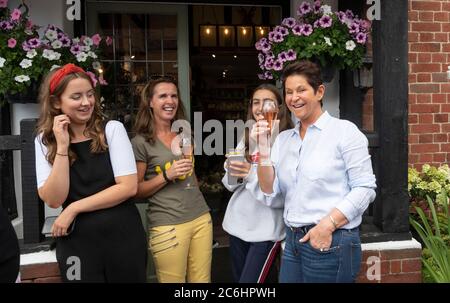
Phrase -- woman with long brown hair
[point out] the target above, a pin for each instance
(255, 229)
(180, 227)
(87, 167)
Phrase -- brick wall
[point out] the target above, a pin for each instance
(429, 90)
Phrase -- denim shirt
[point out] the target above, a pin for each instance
(329, 168)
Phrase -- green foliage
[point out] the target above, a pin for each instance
(434, 231)
(333, 39)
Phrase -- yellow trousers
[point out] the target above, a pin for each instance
(183, 252)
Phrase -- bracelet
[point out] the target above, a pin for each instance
(165, 176)
(333, 221)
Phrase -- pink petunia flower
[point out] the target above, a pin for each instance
(12, 43)
(15, 15)
(96, 39)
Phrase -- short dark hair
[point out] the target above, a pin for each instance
(310, 70)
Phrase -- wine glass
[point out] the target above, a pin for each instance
(187, 153)
(270, 112)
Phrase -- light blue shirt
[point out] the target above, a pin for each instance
(329, 168)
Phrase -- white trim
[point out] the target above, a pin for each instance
(41, 257)
(392, 245)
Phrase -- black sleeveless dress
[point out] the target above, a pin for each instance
(107, 245)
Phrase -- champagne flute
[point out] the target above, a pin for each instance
(270, 112)
(187, 153)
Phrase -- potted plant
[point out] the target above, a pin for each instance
(25, 57)
(334, 40)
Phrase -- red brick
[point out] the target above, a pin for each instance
(396, 266)
(439, 98)
(426, 158)
(425, 68)
(440, 118)
(426, 118)
(411, 265)
(413, 119)
(425, 26)
(424, 78)
(413, 139)
(440, 138)
(441, 58)
(426, 37)
(441, 16)
(439, 158)
(48, 280)
(413, 16)
(39, 271)
(426, 16)
(424, 88)
(428, 138)
(424, 108)
(426, 47)
(439, 77)
(424, 148)
(402, 278)
(425, 6)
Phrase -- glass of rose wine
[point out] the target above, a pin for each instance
(270, 112)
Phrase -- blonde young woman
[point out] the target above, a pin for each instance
(180, 227)
(88, 168)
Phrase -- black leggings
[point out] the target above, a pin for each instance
(104, 248)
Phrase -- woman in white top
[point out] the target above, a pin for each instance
(255, 229)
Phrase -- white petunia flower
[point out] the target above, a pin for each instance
(56, 44)
(81, 57)
(326, 9)
(350, 45)
(31, 53)
(51, 35)
(26, 63)
(22, 78)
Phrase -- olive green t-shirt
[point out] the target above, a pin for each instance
(172, 204)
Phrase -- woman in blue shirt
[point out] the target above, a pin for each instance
(322, 168)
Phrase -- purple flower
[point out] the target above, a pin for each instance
(261, 58)
(307, 30)
(278, 37)
(65, 41)
(317, 6)
(289, 22)
(325, 21)
(291, 55)
(75, 49)
(304, 9)
(297, 30)
(12, 42)
(353, 28)
(15, 15)
(25, 46)
(34, 43)
(268, 75)
(361, 38)
(282, 30)
(282, 57)
(278, 65)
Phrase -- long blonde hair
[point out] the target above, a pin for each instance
(94, 128)
(145, 121)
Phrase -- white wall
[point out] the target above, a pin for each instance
(42, 12)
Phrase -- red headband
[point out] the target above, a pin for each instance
(61, 73)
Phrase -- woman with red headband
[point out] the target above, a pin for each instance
(88, 168)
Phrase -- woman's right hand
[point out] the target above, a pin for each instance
(61, 131)
(179, 168)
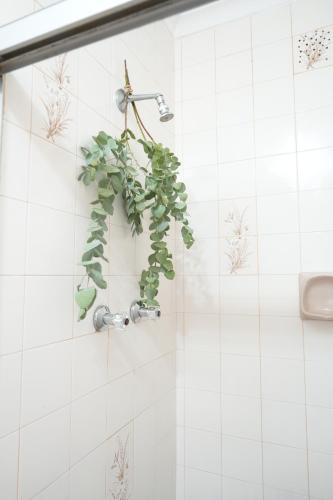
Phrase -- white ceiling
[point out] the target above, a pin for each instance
(217, 12)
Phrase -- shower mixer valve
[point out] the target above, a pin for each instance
(138, 312)
(104, 318)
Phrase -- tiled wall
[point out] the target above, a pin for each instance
(255, 384)
(83, 416)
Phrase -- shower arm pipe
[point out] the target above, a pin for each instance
(142, 97)
(71, 24)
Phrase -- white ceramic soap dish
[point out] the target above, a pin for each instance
(316, 296)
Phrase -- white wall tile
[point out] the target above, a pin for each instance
(278, 254)
(233, 37)
(278, 214)
(14, 181)
(88, 423)
(234, 106)
(286, 468)
(236, 142)
(198, 114)
(202, 410)
(90, 356)
(240, 375)
(201, 183)
(318, 342)
(283, 380)
(51, 166)
(11, 306)
(315, 209)
(276, 174)
(240, 334)
(10, 393)
(241, 459)
(87, 478)
(9, 465)
(281, 104)
(273, 60)
(47, 254)
(234, 71)
(284, 423)
(241, 209)
(310, 15)
(271, 25)
(319, 385)
(279, 295)
(59, 490)
(13, 244)
(320, 475)
(202, 450)
(239, 295)
(316, 248)
(241, 417)
(120, 407)
(313, 128)
(198, 80)
(237, 179)
(201, 294)
(319, 426)
(281, 337)
(278, 494)
(314, 169)
(202, 370)
(44, 453)
(233, 489)
(18, 90)
(275, 135)
(41, 291)
(192, 156)
(199, 484)
(204, 257)
(197, 48)
(44, 393)
(93, 87)
(317, 84)
(201, 332)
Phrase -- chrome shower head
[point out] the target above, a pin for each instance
(164, 110)
(122, 99)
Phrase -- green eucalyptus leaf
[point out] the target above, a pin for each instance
(85, 297)
(159, 211)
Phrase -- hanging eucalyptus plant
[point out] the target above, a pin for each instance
(111, 165)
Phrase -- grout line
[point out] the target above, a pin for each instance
(300, 261)
(219, 225)
(257, 263)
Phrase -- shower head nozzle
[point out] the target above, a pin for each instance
(163, 108)
(122, 99)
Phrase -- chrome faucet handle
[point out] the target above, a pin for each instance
(104, 318)
(138, 312)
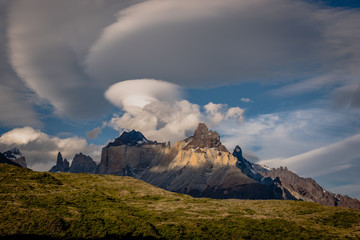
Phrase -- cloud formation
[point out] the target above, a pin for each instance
(48, 41)
(200, 42)
(154, 108)
(15, 111)
(323, 160)
(69, 54)
(134, 94)
(93, 133)
(40, 149)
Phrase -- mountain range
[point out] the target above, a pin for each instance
(201, 166)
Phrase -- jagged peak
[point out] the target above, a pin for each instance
(13, 153)
(132, 138)
(203, 138)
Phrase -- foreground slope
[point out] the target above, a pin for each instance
(63, 205)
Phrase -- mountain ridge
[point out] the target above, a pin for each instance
(201, 166)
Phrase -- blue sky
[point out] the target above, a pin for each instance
(279, 78)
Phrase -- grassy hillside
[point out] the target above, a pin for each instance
(63, 205)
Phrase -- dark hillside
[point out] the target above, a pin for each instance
(63, 205)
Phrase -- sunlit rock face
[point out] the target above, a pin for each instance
(199, 166)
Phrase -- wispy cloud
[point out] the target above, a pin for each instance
(41, 150)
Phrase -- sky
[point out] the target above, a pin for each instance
(280, 78)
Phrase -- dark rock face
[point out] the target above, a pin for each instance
(247, 168)
(307, 189)
(129, 155)
(203, 138)
(61, 165)
(82, 164)
(133, 138)
(5, 160)
(16, 156)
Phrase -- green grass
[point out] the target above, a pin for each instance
(63, 205)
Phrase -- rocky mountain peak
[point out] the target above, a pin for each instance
(59, 160)
(61, 164)
(203, 138)
(82, 164)
(132, 138)
(15, 155)
(247, 167)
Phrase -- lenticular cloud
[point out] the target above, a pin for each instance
(131, 95)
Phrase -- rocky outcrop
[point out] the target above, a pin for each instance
(130, 155)
(199, 166)
(247, 168)
(61, 165)
(307, 189)
(5, 160)
(82, 164)
(203, 138)
(206, 172)
(16, 156)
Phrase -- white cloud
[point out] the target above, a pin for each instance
(134, 94)
(154, 108)
(246, 100)
(93, 133)
(194, 43)
(40, 149)
(14, 109)
(285, 134)
(48, 40)
(323, 160)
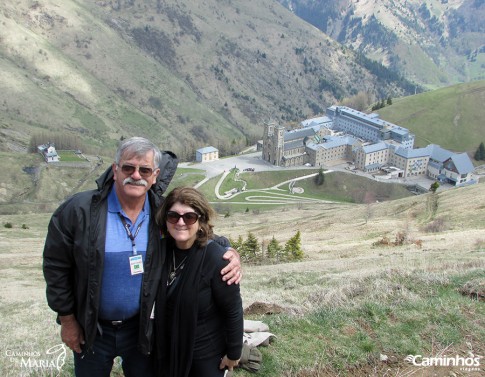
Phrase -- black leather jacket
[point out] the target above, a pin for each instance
(74, 255)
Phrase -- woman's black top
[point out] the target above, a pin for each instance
(198, 315)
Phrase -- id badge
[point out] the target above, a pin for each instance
(136, 264)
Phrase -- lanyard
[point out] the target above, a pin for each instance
(131, 235)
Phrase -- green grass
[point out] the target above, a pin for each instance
(449, 117)
(410, 313)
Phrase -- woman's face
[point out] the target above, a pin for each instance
(183, 234)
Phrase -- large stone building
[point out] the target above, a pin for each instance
(371, 143)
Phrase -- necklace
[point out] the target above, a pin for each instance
(173, 273)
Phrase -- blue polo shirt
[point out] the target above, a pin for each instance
(120, 290)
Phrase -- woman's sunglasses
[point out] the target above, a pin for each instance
(189, 217)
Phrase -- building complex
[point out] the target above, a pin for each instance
(370, 143)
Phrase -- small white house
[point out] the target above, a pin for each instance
(206, 154)
(48, 151)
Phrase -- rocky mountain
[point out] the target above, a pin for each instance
(434, 43)
(185, 74)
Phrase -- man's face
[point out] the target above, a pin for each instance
(134, 176)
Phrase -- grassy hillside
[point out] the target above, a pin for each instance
(433, 43)
(451, 117)
(184, 76)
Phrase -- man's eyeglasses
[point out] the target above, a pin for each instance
(144, 171)
(189, 217)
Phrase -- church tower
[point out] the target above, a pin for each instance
(273, 143)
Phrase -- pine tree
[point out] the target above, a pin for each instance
(293, 249)
(320, 178)
(480, 153)
(236, 244)
(274, 249)
(434, 186)
(251, 247)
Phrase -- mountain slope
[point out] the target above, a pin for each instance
(181, 73)
(434, 43)
(451, 117)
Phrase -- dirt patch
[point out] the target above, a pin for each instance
(263, 308)
(474, 289)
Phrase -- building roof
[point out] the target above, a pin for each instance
(371, 148)
(293, 144)
(462, 163)
(439, 154)
(207, 150)
(412, 153)
(299, 134)
(319, 121)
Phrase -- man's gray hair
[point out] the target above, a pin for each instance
(138, 147)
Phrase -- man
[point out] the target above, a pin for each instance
(102, 262)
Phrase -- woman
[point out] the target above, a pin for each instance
(199, 318)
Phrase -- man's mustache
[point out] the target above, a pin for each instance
(131, 181)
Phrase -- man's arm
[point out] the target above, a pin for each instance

§

_TASK TO CARRY OUT:_ Rewrite the records above as a JSON list of strings, one per line and with blank lines left out, starting at the line that contains "Phrase -- pine tree" and ending at the last line of the records, both included.

_THE COMPLETED TASK:_
[
  "Phrase -- pine tree",
  "[point out] the target above, a pin for each instance",
  "(293, 249)",
  "(320, 178)",
  "(480, 153)",
  "(236, 244)",
  "(274, 249)",
  "(434, 186)",
  "(251, 247)",
  "Phrase -- mountain slope",
  "[point out] the target above, a pin for each instance",
  "(181, 73)",
  "(434, 43)",
  "(451, 117)",
  "Phrase -- dirt patch",
  "[point out] the target above, a pin for each instance",
  "(263, 308)",
  "(474, 289)",
  "Phrase -- building roof",
  "[point out] the target above, a pin for each instance",
  "(371, 148)",
  "(293, 144)",
  "(462, 163)",
  "(439, 154)",
  "(207, 150)",
  "(412, 153)",
  "(299, 134)",
  "(319, 121)",
  "Phrase -- man's gray hair",
  "[point out] the target above, a pin for each instance",
  "(138, 147)",
  "Phrase -- man",
  "[point out] the target above, a pin for each instance",
  "(102, 262)",
  "Phrase -- woman",
  "[point out] the target above, a pin for each instance",
  "(199, 318)",
  "Phrase -- man's mustache",
  "[point out] the target above, a pin for each instance",
  "(131, 181)",
  "Phrase -- man's arm",
  "[point out] the target above, a pin for each instance"
]